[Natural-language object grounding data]
━━━━━━━━
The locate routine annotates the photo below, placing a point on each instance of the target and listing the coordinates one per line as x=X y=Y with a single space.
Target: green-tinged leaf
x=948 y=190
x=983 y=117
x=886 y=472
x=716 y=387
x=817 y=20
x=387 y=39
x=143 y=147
━━━━━━━━
Could you transcribe the records in full, exactly?

> _REPLY TO THE EXERCISE_:
The locate routine annotates the photo below, placing a point on each instance of the target and listing the coordinates one per line as x=X y=Y with a single space.
Target: green-tinged leaf
x=948 y=190
x=983 y=117
x=886 y=472
x=716 y=387
x=817 y=20
x=387 y=39
x=143 y=147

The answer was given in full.